* **Supplied records**:

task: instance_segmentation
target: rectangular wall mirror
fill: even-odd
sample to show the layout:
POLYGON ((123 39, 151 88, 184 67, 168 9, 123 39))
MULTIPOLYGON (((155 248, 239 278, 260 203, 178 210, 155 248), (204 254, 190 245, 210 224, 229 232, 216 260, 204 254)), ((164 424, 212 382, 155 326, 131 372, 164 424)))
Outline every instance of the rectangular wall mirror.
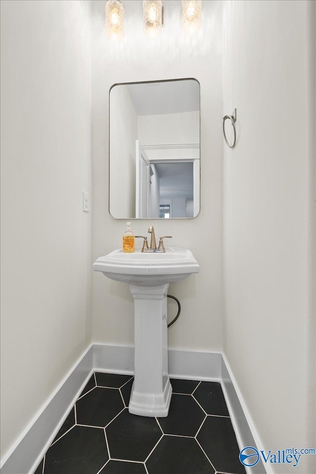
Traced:
POLYGON ((110 91, 110 213, 196 217, 200 206, 200 88, 196 79, 110 91))

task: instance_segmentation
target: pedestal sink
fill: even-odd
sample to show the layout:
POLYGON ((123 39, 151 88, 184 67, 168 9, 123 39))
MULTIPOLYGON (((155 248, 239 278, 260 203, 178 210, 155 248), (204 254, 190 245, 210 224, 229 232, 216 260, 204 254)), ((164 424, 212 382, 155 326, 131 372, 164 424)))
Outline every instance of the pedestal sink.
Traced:
POLYGON ((192 252, 169 247, 163 253, 133 253, 120 249, 100 257, 93 270, 127 283, 134 298, 135 377, 130 413, 167 416, 171 398, 168 375, 167 293, 169 283, 198 273, 192 252))

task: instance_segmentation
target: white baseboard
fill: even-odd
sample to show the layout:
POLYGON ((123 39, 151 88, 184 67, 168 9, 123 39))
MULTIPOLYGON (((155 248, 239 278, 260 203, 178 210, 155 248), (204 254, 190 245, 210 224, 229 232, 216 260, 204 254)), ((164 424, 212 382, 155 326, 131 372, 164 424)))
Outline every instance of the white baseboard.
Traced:
POLYGON ((91 345, 1 460, 1 474, 33 474, 86 383, 92 361, 91 345))
MULTIPOLYGON (((170 377, 221 382, 239 447, 256 447, 259 437, 256 432, 254 434, 253 424, 225 356, 176 349, 168 352, 170 377)), ((93 371, 133 375, 134 348, 89 346, 1 460, 1 474, 33 474, 93 371)), ((247 472, 266 473, 263 465, 257 466, 247 472)))
MULTIPOLYGON (((221 385, 239 449, 250 446, 262 449, 262 444, 235 379, 228 361, 222 354, 221 385)), ((252 468, 246 468, 249 474, 266 474, 261 459, 252 468)), ((269 471, 269 474, 273 474, 269 471)))

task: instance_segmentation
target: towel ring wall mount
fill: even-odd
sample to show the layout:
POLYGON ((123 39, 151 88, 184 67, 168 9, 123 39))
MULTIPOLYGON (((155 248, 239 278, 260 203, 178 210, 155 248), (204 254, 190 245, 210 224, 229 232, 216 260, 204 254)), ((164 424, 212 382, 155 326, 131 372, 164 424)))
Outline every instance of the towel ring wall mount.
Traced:
POLYGON ((230 147, 230 148, 234 148, 236 144, 236 127, 235 127, 235 122, 237 119, 237 109, 235 109, 234 112, 232 115, 225 115, 223 117, 223 133, 224 133, 224 138, 225 139, 225 142, 230 147), (230 145, 226 138, 226 134, 225 133, 225 120, 226 119, 229 118, 234 128, 234 143, 233 145, 230 145))

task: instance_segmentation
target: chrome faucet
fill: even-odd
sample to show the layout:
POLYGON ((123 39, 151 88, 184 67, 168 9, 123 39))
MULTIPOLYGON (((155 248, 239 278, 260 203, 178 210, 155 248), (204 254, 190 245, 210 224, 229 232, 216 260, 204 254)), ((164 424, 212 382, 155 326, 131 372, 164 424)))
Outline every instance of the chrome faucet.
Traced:
POLYGON ((155 230, 154 229, 153 226, 150 226, 149 229, 148 229, 148 233, 151 234, 151 238, 150 240, 150 248, 148 248, 148 243, 147 243, 147 237, 144 237, 143 236, 135 236, 135 238, 141 238, 144 239, 144 244, 143 245, 143 248, 142 248, 142 252, 150 252, 151 253, 162 253, 165 252, 165 249, 164 246, 163 245, 163 240, 164 238, 171 238, 172 236, 165 236, 164 237, 160 237, 159 239, 159 246, 157 248, 156 245, 156 239, 155 237, 155 230))
POLYGON ((152 237, 150 239, 150 248, 157 248, 156 239, 155 238, 155 231, 154 230, 154 226, 150 226, 148 229, 148 233, 151 234, 152 237))

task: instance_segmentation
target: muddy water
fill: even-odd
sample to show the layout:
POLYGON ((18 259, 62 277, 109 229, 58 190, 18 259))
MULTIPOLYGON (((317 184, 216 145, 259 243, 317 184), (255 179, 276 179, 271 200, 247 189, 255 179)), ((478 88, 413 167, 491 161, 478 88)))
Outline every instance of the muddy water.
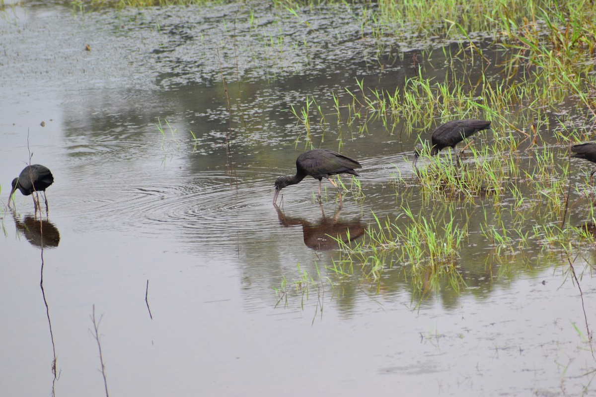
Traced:
MULTIPOLYGON (((311 126, 313 142, 337 150, 343 138, 341 151, 363 165, 365 198, 346 194, 337 211, 329 185, 322 213, 316 182, 305 180, 283 190, 276 211, 274 181, 293 172, 305 148, 291 106, 299 110, 308 96, 330 109, 332 93, 349 102, 344 87, 356 92, 356 77, 391 92, 418 73, 411 45, 380 51, 345 10, 306 15, 308 24, 259 4, 7 12, 0 23, 3 394, 103 395, 94 306, 113 395, 594 393, 584 375, 594 360, 574 328, 585 334, 581 301, 567 268, 532 251, 514 257, 507 274, 488 266, 477 222, 461 253, 467 287, 460 293, 445 288, 417 304, 395 265, 379 284, 353 276, 308 296, 290 286, 280 301, 274 289, 284 277, 291 285, 318 271, 336 281, 325 267, 339 253, 327 233, 345 236, 349 228, 358 238, 371 210, 395 217, 406 201, 423 205, 408 157, 416 134, 401 132, 432 123, 388 132, 371 122, 365 130, 348 125, 344 110, 339 122, 330 111, 327 123, 311 126), (30 198, 17 195, 15 212, 6 207, 30 152, 55 180, 41 226, 30 198), (398 174, 412 183, 396 190, 398 174)), ((442 54, 425 65, 426 77, 444 76, 442 54)), ((587 167, 578 168, 579 182, 587 167)), ((429 211, 443 205, 461 210, 462 220, 493 207, 479 199, 429 211)), ((582 221, 580 205, 571 212, 582 221)), ((576 267, 591 264, 591 255, 576 267)), ((592 285, 586 274, 590 324, 592 285)))

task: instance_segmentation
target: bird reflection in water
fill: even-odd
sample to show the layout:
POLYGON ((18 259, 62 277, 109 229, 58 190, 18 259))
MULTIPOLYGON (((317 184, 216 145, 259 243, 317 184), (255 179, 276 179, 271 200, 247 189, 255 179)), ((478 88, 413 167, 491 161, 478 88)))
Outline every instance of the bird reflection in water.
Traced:
POLYGON ((339 246, 337 240, 344 243, 358 238, 363 234, 366 226, 360 218, 346 221, 339 219, 339 211, 331 217, 325 216, 322 208, 322 217, 318 221, 311 222, 304 218, 287 216, 275 206, 280 223, 286 227, 300 225, 306 246, 318 251, 333 249, 339 246), (336 240, 337 239, 337 240, 336 240))
POLYGON ((30 215, 27 215, 21 221, 15 216, 14 223, 19 233, 32 245, 42 248, 54 248, 60 242, 60 233, 58 229, 47 220, 36 219, 30 215))

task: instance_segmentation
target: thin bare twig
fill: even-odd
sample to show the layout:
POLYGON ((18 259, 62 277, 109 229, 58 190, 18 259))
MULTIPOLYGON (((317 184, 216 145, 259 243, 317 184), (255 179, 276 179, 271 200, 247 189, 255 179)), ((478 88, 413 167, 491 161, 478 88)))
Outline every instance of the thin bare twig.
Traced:
POLYGON ((100 349, 100 362, 101 363, 101 375, 104 377, 104 385, 105 386, 105 397, 110 397, 110 395, 108 393, 108 381, 105 377, 105 365, 104 365, 104 357, 101 353, 101 343, 100 343, 100 323, 101 322, 101 319, 104 318, 104 315, 102 314, 101 317, 100 317, 99 321, 96 321, 95 320, 95 305, 93 305, 93 314, 91 316, 91 320, 93 321, 93 330, 89 330, 91 332, 91 335, 97 341, 97 347, 100 349))
POLYGON ((149 279, 147 279, 147 286, 145 289, 145 303, 147 305, 147 310, 149 311, 149 317, 153 320, 153 316, 151 314, 151 309, 149 308, 149 301, 147 301, 147 295, 149 293, 149 279))
POLYGON ((590 332, 589 326, 588 324, 588 316, 586 315, 586 307, 583 302, 583 293, 582 292, 582 286, 579 285, 579 280, 578 280, 578 276, 575 274, 575 268, 573 267, 573 264, 572 263, 571 260, 567 258, 567 261, 569 262, 569 268, 571 269, 571 274, 573 275, 573 279, 575 279, 575 282, 578 285, 578 289, 579 290, 579 297, 582 299, 582 310, 583 311, 583 320, 586 323, 586 332, 588 333, 588 342, 590 345, 590 352, 592 353, 592 358, 596 361, 596 357, 594 357, 594 348, 592 346, 592 333, 590 332))

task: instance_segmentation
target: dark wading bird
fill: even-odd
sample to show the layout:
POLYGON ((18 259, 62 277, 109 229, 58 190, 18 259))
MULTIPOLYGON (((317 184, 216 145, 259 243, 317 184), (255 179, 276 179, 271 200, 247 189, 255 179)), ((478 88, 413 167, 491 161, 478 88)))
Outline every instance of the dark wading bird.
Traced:
MULTIPOLYGON (((596 162, 596 143, 574 145, 571 146, 571 151, 573 152, 573 154, 571 155, 572 157, 583 158, 592 162, 596 162)), ((596 173, 596 170, 590 174, 590 185, 592 184, 594 173, 596 173)))
MULTIPOLYGON (((13 194, 17 189, 24 196, 29 196, 33 192, 43 192, 44 199, 45 200, 45 211, 47 212, 48 199, 45 196, 45 189, 53 183, 54 176, 47 167, 39 164, 27 165, 21 171, 18 178, 13 180, 13 189, 8 196, 8 208, 10 208, 10 200, 13 198, 13 194)), ((35 196, 32 197, 35 206, 35 212, 37 212, 39 198, 38 197, 36 201, 35 196)), ((39 208, 39 212, 41 212, 41 208, 39 208)))
POLYGON ((273 205, 277 205, 276 202, 280 190, 290 185, 298 183, 305 177, 309 175, 315 179, 319 180, 319 195, 317 197, 319 201, 321 183, 323 178, 327 178, 337 189, 339 204, 342 205, 342 192, 330 177, 342 173, 360 176, 358 173, 354 171, 354 168, 362 168, 362 165, 356 160, 327 149, 315 149, 303 153, 296 159, 296 174, 293 176, 280 176, 275 180, 275 195, 273 196, 273 205))
MULTIPOLYGON (((486 130, 491 126, 491 121, 483 120, 455 120, 442 124, 433 132, 431 137, 432 146, 430 148, 430 155, 434 156, 439 151, 445 148, 452 148, 455 151, 455 145, 470 135, 479 131, 486 130)), ((416 167, 416 162, 422 152, 422 145, 418 143, 414 152, 414 162, 412 165, 416 167)), ((455 153, 455 158, 459 161, 460 158, 455 153)))

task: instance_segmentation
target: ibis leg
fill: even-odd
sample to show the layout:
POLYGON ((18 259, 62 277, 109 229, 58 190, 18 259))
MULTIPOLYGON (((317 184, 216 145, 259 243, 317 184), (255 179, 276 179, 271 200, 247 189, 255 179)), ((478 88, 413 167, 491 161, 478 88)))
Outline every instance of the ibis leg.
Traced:
POLYGON ((331 185, 335 186, 336 189, 337 189, 337 193, 339 195, 339 205, 340 207, 342 207, 343 205, 343 203, 342 201, 342 190, 340 190, 339 186, 338 186, 337 185, 333 182, 333 179, 331 178, 327 178, 327 179, 328 179, 329 182, 331 183, 331 185))
MULTIPOLYGON (((35 193, 31 193, 31 198, 33 199, 33 207, 35 208, 35 215, 37 215, 37 207, 38 207, 38 200, 35 199, 35 193)), ((41 212, 41 210, 39 210, 41 212)))
POLYGON ((464 146, 463 148, 462 148, 462 149, 461 151, 460 151, 460 156, 461 155, 464 154, 464 151, 466 149, 467 149, 468 146, 469 146, 470 145, 471 145, 472 142, 474 142, 474 140, 476 139, 476 137, 475 137, 475 136, 473 136, 472 137, 471 137, 470 139, 470 140, 469 140, 469 142, 468 142, 467 145, 466 145, 465 146, 464 146))

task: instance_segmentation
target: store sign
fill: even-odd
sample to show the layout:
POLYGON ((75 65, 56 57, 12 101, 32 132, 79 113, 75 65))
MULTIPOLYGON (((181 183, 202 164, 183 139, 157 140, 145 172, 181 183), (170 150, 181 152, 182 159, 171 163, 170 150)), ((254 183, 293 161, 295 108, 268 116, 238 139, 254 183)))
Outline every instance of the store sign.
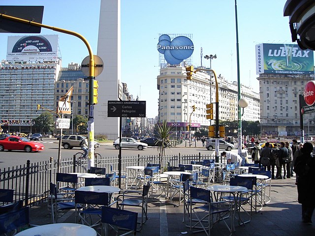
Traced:
POLYGON ((167 63, 172 65, 178 64, 189 58, 194 50, 193 43, 189 38, 179 36, 171 40, 167 34, 159 36, 157 48, 159 53, 164 54, 167 63))
POLYGON ((314 58, 312 50, 302 50, 297 44, 262 43, 256 45, 255 51, 257 74, 311 74, 314 76, 314 58))

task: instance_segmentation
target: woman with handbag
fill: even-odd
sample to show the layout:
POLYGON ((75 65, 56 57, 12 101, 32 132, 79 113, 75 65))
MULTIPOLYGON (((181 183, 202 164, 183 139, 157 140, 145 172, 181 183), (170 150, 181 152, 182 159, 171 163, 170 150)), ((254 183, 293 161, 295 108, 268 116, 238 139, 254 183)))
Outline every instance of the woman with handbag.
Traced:
POLYGON ((311 155, 313 146, 311 143, 305 143, 301 150, 303 154, 297 157, 293 171, 298 176, 298 201, 302 204, 302 220, 311 224, 315 208, 315 158, 311 155))

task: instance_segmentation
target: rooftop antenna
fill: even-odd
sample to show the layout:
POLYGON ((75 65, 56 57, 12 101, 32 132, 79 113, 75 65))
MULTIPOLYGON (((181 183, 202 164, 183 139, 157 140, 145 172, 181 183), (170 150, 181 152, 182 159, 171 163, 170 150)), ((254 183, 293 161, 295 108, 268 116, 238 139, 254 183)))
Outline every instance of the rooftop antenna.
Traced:
POLYGON ((202 68, 202 47, 201 47, 201 50, 200 50, 200 58, 201 59, 201 68, 202 68))

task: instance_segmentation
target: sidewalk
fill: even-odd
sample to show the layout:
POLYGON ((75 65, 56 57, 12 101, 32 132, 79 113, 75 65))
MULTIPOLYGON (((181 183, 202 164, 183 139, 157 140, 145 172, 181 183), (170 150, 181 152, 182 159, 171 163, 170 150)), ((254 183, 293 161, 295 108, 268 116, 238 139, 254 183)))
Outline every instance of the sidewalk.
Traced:
MULTIPOLYGON (((245 226, 235 223, 236 232, 232 235, 303 236, 315 235, 315 216, 313 225, 303 223, 301 205, 297 203, 295 178, 273 180, 271 201, 262 210, 253 212, 251 222, 245 226)), ((192 234, 182 223, 183 206, 174 207, 164 201, 151 202, 148 205, 149 219, 137 235, 143 236, 204 236, 204 233, 192 234)), ((30 210, 31 224, 50 224, 50 215, 47 203, 32 207, 30 210)), ((71 210, 63 215, 59 222, 75 222, 74 212, 71 210)), ((214 225, 212 235, 228 235, 222 222, 214 225)))

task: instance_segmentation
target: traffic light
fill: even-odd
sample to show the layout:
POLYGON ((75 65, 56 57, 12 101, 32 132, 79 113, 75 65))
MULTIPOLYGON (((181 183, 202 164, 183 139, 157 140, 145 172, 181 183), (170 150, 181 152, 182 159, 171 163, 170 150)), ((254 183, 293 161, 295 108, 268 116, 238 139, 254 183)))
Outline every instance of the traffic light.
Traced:
POLYGON ((224 138, 225 137, 225 127, 223 125, 219 125, 219 137, 220 138, 224 138))
POLYGON ((193 66, 190 65, 189 66, 186 66, 186 71, 187 73, 187 76, 186 78, 187 80, 192 80, 192 73, 193 72, 193 66))
POLYGON ((213 103, 206 105, 206 117, 207 119, 213 119, 213 103))
POLYGON ((214 138, 215 130, 216 130, 216 126, 215 125, 209 125, 208 127, 208 137, 209 138, 214 138))
POLYGON ((97 104, 97 90, 98 90, 98 81, 94 80, 93 81, 93 104, 97 104))

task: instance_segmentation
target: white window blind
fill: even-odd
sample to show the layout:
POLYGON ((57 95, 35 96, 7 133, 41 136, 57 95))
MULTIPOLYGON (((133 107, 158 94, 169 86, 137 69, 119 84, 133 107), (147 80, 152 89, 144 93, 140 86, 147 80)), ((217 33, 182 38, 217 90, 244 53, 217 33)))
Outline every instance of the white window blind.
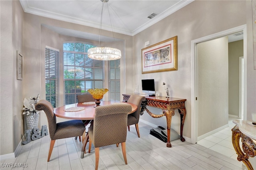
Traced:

* **Work to be completed**: Reproduce the rows from the beginning through the line containing "POLYGON ((192 252, 169", changing "pedestal sink" to "wall-mounted sink" and leaving everything else as it is. Omit the pictures from your answer.

* **Finished exercise**:
task: instance_segmentation
target: rectangular wall mirror
fill: even-odd
sample to show the layout:
POLYGON ((123 39, 151 88, 184 67, 168 9, 123 39))
MULTIPOLYGON (((155 248, 239 278, 260 203, 178 210, 155 248), (204 254, 190 245, 210 224, 229 232, 216 260, 204 254)), ((164 424, 212 382, 155 326, 131 372, 164 424)))
Outline every instance of the rectangular wall mirror.
Traced:
POLYGON ((110 91, 110 213, 196 217, 200 206, 200 88, 196 79, 110 91))

task: instance_segmentation
target: wall-mounted sink
fill: even-odd
sample to show the layout:
POLYGON ((123 39, 151 88, 184 67, 168 9, 123 39))
MULTIPOLYGON (((155 248, 239 278, 260 203, 178 210, 155 248), (204 254, 190 245, 210 224, 229 232, 216 260, 204 254)), ((164 424, 212 382, 155 326, 131 372, 164 424)))
Outline every instance of the wall-mounted sink.
Traced:
POLYGON ((192 252, 169 247, 163 253, 133 253, 120 249, 100 257, 93 270, 127 283, 134 298, 135 377, 130 413, 167 416, 171 398, 168 375, 167 293, 169 283, 198 273, 192 252))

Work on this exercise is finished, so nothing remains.